WORK TO BE COMPLETED —
Copy out the rows word for word, beginning with the line that contains "the yellow leaf in the photo above." and continuing through the end of the rows.

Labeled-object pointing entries
════

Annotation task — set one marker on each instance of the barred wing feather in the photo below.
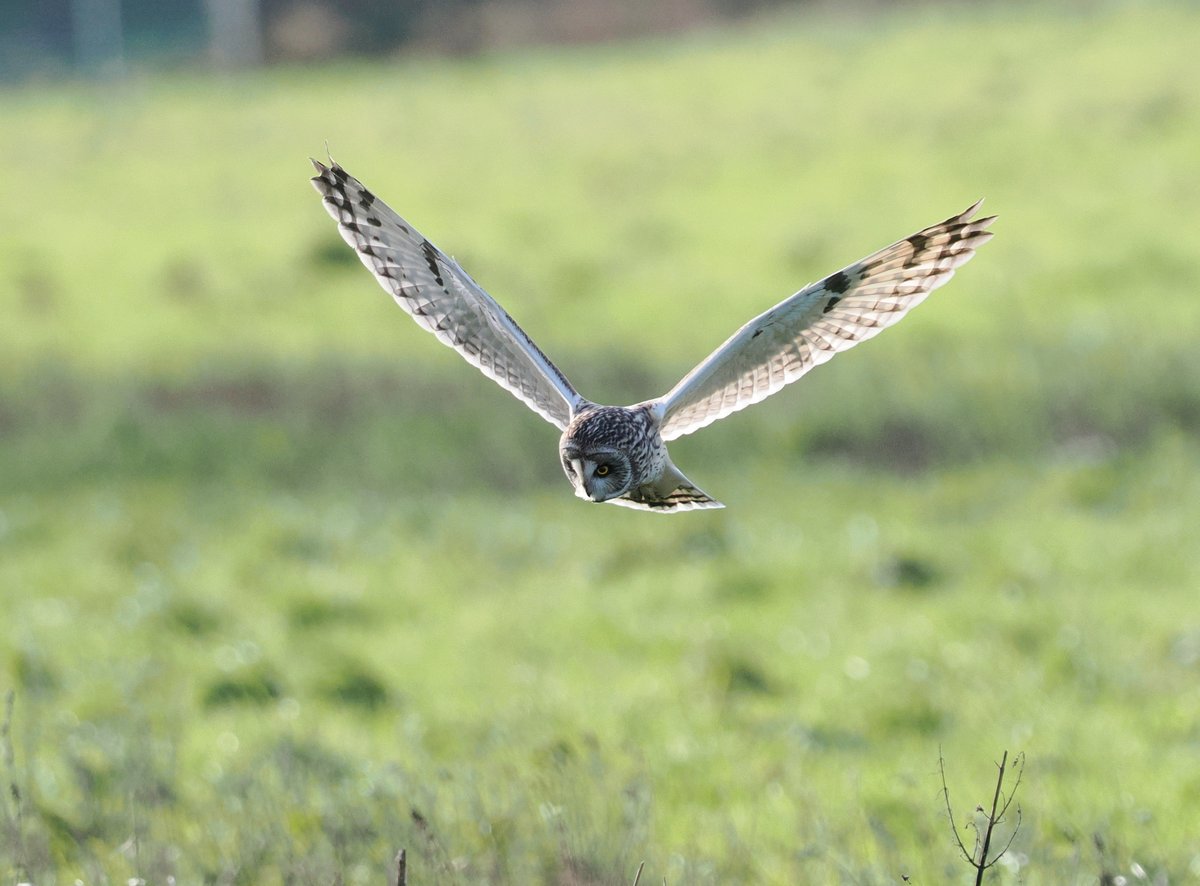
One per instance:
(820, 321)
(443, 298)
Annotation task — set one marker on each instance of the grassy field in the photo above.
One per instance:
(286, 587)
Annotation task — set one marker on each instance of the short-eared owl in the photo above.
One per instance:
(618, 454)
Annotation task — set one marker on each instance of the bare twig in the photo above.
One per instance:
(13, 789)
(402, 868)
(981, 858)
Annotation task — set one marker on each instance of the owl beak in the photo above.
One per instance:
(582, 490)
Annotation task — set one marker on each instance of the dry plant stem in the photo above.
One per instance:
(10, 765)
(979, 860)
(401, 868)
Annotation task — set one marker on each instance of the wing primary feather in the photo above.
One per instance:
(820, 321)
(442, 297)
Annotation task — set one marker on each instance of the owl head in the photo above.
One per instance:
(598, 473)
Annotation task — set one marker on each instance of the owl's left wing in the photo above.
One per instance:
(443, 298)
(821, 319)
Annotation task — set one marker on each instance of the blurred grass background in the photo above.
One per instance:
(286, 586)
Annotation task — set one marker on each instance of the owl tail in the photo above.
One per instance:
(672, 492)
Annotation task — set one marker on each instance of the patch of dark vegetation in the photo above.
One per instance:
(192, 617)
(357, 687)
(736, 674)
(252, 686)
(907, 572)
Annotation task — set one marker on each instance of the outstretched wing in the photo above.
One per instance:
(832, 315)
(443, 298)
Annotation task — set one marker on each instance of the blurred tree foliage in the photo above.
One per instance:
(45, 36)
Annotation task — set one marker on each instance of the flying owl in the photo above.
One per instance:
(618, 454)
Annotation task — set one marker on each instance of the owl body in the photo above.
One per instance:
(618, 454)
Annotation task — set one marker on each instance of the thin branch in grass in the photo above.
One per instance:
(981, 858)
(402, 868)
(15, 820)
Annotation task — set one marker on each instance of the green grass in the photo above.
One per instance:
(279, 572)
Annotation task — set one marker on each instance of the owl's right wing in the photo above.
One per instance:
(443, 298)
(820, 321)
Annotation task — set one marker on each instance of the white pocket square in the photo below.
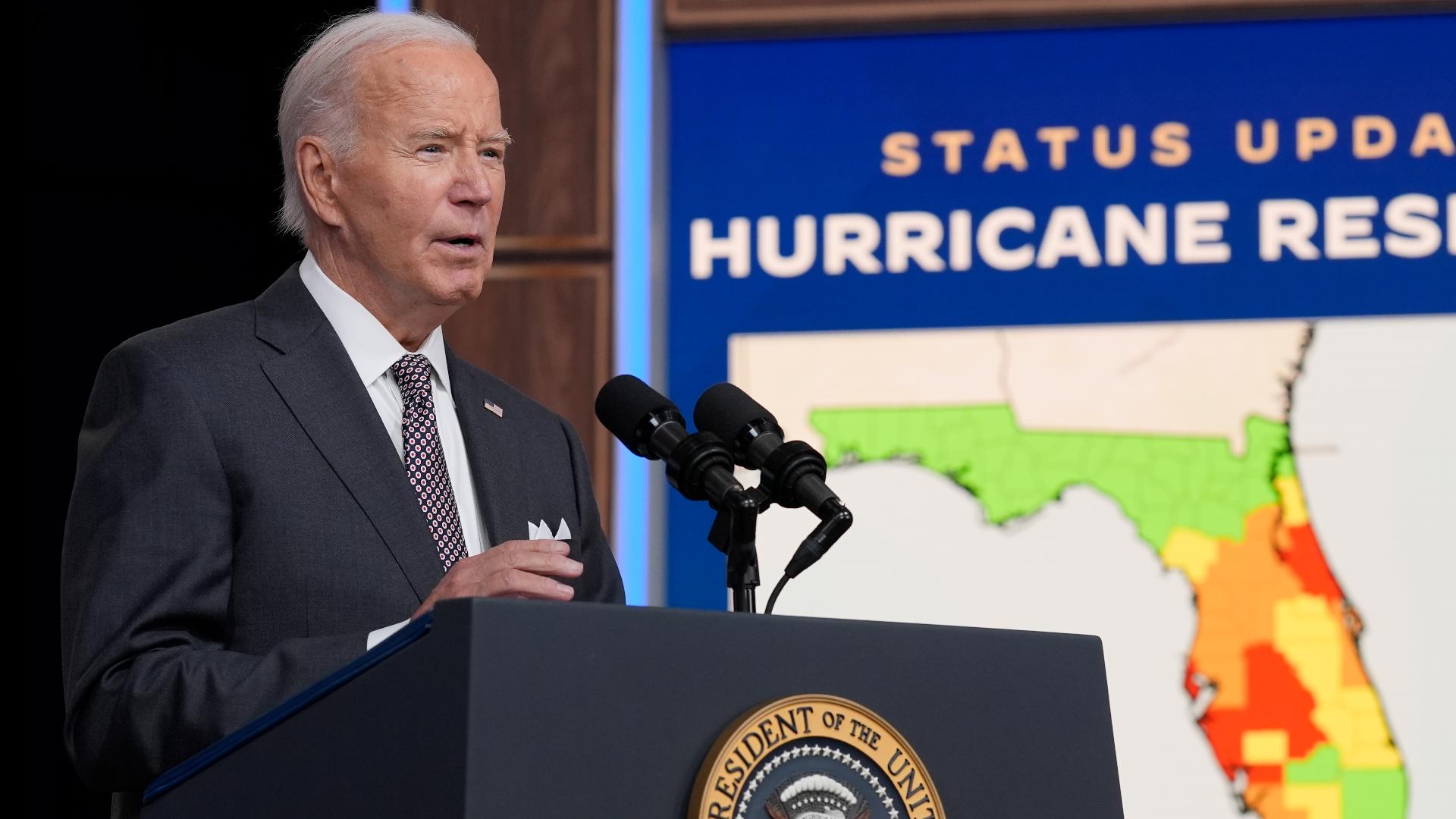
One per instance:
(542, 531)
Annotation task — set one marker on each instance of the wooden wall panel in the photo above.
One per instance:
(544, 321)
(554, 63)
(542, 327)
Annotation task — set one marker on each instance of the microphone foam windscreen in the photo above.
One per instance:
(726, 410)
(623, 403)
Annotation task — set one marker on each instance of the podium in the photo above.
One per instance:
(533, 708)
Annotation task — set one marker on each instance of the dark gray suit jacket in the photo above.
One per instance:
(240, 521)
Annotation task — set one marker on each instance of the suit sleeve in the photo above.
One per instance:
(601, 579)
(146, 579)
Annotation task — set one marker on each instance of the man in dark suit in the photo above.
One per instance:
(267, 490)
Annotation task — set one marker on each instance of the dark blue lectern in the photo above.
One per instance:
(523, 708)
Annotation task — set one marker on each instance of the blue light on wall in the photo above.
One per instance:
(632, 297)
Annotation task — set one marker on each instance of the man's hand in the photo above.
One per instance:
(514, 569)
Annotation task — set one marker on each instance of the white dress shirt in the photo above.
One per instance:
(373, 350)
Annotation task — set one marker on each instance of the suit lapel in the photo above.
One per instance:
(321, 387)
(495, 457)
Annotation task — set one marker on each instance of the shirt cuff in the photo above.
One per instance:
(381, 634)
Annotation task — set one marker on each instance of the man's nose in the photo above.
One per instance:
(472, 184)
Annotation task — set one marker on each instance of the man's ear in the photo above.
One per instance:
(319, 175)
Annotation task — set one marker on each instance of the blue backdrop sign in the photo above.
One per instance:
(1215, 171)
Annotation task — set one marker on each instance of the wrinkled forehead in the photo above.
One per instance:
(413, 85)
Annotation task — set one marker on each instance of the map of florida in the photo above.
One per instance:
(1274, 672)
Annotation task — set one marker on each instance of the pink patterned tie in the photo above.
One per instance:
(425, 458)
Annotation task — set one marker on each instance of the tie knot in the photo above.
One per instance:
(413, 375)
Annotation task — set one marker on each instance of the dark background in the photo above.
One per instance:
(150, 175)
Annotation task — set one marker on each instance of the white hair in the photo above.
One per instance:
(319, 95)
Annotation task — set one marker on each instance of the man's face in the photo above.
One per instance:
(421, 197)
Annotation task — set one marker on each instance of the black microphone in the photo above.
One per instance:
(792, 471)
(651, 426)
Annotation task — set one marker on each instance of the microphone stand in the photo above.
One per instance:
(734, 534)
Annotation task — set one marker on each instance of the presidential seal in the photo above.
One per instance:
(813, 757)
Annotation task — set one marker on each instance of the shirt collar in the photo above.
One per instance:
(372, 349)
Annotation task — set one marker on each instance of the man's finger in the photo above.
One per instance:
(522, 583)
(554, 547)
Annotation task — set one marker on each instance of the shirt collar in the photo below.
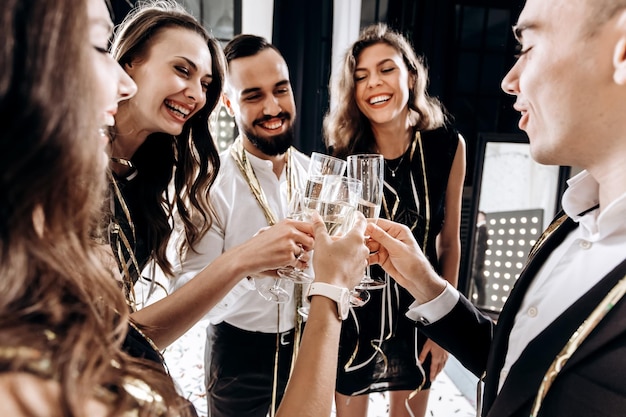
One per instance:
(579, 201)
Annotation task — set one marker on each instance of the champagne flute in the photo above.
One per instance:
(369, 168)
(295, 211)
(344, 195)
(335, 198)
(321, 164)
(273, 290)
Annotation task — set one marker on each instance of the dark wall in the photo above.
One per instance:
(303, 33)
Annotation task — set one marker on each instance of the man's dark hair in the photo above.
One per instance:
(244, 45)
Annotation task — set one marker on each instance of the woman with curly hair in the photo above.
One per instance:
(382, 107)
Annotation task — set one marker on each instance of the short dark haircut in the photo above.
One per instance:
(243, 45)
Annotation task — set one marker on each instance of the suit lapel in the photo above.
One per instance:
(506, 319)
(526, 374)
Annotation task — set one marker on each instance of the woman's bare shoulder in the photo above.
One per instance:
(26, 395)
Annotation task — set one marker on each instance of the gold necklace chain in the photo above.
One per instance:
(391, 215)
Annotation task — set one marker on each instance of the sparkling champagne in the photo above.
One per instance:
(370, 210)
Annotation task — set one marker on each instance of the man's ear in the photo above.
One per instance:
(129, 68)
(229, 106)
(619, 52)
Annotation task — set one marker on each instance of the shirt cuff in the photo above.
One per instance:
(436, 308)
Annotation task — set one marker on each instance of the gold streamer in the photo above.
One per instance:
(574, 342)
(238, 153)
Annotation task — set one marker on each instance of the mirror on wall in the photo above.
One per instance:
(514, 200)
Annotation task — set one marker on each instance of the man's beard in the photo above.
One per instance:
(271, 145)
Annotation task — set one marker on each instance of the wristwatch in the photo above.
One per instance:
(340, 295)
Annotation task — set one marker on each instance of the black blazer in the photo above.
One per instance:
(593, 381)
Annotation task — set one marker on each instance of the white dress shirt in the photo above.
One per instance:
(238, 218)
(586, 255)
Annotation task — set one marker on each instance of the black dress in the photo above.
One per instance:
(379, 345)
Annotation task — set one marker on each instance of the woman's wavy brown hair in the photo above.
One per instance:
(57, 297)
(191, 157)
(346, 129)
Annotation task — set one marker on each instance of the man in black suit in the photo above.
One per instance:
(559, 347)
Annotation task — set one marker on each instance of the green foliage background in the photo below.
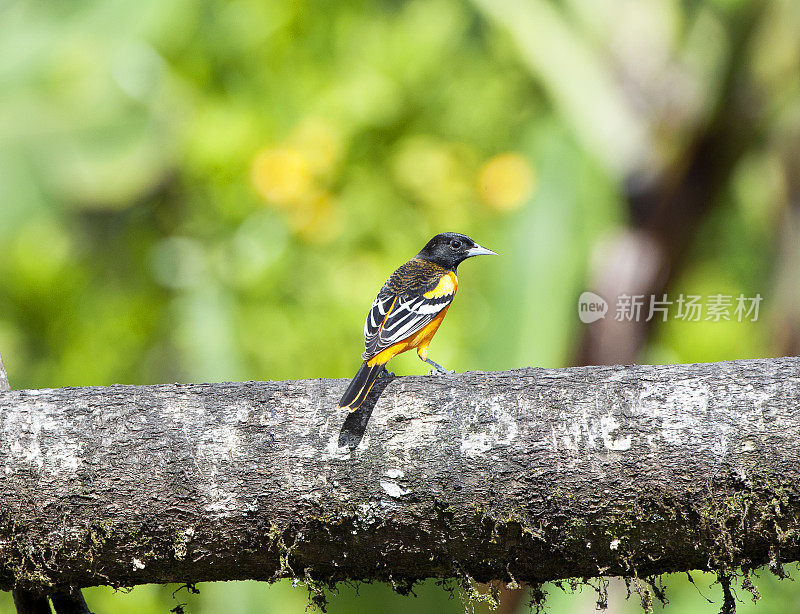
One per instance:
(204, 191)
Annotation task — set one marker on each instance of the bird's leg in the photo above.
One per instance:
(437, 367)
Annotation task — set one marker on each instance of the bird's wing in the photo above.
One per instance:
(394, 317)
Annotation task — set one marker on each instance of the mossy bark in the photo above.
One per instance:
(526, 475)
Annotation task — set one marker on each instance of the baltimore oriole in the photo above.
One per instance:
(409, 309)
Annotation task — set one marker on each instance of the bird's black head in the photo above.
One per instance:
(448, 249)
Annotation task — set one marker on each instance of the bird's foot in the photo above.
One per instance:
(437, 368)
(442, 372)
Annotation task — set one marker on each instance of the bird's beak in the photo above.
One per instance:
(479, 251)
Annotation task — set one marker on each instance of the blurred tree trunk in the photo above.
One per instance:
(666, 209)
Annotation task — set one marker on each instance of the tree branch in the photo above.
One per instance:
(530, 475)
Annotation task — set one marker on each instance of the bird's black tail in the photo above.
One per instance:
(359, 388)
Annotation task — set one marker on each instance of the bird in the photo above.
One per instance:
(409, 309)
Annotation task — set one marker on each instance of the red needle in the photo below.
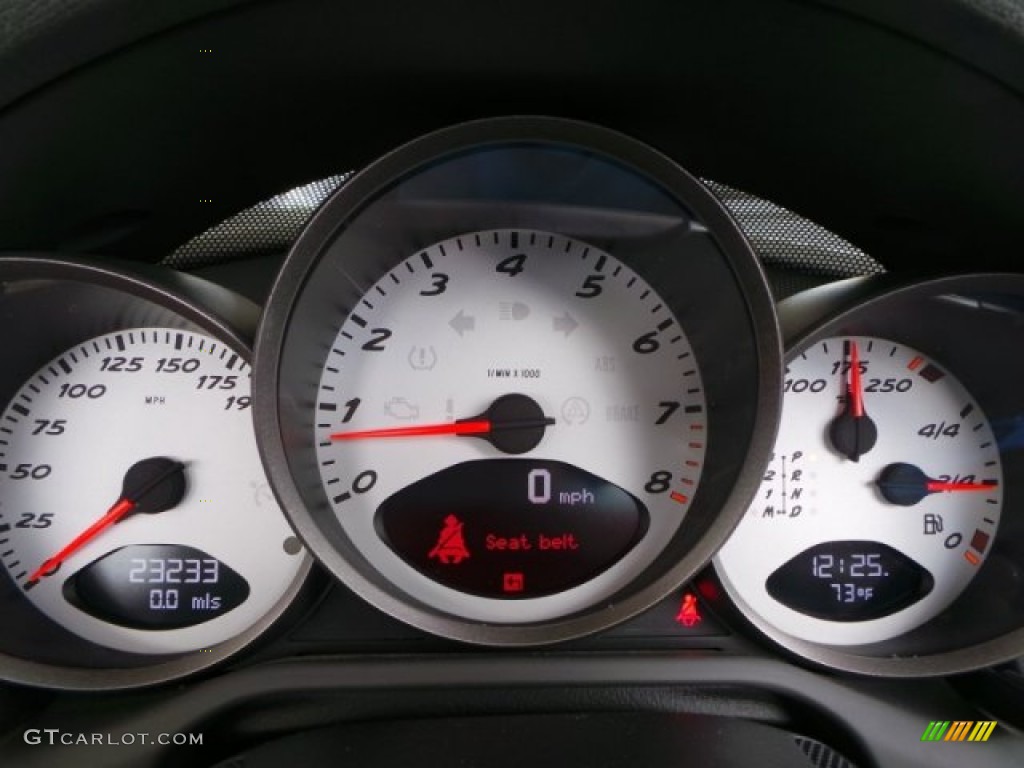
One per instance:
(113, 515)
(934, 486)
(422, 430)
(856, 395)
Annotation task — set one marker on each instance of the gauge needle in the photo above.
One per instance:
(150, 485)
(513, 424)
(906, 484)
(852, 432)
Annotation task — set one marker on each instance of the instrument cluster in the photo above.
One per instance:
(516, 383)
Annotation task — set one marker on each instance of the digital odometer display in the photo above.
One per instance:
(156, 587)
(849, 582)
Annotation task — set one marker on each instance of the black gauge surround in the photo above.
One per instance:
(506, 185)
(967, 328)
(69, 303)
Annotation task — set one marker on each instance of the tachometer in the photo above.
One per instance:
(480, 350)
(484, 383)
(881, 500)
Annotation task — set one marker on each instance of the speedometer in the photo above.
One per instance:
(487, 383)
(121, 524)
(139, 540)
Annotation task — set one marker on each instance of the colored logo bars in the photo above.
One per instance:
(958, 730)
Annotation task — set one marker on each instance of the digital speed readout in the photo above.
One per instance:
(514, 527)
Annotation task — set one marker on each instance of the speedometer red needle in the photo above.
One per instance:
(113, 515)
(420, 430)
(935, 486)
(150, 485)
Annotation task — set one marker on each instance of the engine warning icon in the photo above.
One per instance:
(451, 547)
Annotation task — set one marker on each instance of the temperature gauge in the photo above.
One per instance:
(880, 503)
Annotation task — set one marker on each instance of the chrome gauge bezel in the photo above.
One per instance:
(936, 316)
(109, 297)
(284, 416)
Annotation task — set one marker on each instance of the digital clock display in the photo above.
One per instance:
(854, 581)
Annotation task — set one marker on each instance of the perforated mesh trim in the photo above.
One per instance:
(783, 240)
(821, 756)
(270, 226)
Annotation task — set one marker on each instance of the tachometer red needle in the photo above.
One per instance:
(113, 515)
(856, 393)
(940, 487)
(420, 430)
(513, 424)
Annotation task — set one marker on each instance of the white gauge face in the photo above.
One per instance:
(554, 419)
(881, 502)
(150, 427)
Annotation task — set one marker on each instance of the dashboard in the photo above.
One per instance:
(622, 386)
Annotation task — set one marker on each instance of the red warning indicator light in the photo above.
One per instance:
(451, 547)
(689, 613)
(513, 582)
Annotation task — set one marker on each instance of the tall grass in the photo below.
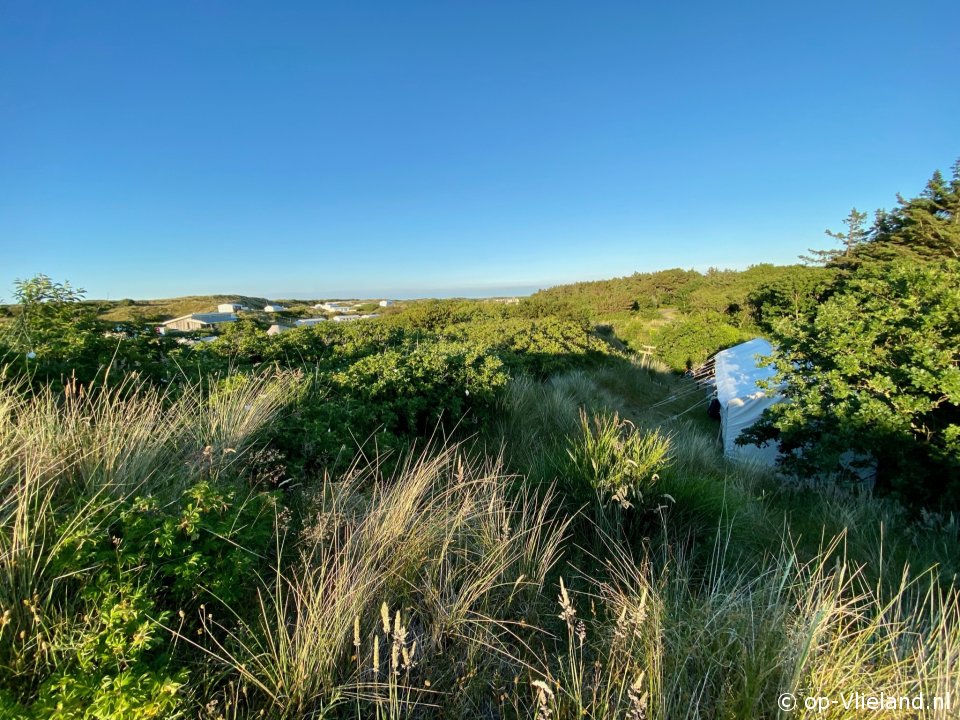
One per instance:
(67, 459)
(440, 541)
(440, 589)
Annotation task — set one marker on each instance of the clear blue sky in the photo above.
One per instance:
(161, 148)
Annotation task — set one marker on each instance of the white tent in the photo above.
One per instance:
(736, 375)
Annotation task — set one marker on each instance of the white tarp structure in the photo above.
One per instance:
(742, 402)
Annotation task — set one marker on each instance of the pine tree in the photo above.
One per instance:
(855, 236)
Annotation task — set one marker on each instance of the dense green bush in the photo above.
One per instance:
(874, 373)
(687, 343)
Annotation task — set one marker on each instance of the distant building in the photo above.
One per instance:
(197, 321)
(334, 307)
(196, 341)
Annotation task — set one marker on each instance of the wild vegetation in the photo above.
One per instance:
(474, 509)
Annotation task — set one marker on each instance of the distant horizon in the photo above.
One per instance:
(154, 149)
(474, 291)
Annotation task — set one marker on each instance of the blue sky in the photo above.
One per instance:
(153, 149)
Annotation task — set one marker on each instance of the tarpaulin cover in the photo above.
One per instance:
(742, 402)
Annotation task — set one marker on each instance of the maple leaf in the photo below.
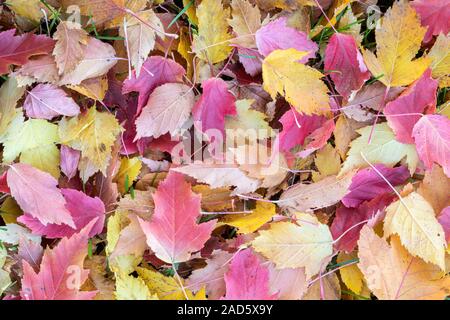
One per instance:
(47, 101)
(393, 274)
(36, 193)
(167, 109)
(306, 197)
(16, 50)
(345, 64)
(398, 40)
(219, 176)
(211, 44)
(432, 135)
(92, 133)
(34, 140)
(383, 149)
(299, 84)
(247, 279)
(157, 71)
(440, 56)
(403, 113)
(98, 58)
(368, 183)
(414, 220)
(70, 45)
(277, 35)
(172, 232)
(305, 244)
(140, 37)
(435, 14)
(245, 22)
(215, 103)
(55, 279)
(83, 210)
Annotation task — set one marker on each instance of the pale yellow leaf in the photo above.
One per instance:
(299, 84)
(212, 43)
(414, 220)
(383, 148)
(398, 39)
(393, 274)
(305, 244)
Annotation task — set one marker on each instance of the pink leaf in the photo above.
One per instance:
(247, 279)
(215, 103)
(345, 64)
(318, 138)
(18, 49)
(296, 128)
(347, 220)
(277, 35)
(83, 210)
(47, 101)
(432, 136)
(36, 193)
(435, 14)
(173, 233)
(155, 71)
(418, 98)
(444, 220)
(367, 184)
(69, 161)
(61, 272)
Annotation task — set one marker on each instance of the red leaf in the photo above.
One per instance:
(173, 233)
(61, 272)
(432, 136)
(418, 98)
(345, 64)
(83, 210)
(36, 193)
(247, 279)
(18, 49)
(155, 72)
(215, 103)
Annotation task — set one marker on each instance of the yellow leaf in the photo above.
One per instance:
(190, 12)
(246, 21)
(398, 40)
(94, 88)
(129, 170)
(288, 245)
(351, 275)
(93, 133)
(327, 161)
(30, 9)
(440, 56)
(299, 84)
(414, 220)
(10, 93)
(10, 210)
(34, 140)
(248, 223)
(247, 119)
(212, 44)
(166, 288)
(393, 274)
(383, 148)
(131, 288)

════

RESPONSE TO THIS EXERCISE —
Annotation task — set one marker on each instance of the yellow leaf in the photo above.
One per instance:
(190, 12)
(246, 21)
(398, 40)
(94, 88)
(129, 170)
(288, 245)
(351, 275)
(93, 133)
(327, 161)
(30, 9)
(440, 56)
(299, 84)
(414, 220)
(10, 93)
(10, 210)
(34, 140)
(248, 223)
(247, 119)
(212, 44)
(166, 288)
(393, 274)
(383, 148)
(131, 288)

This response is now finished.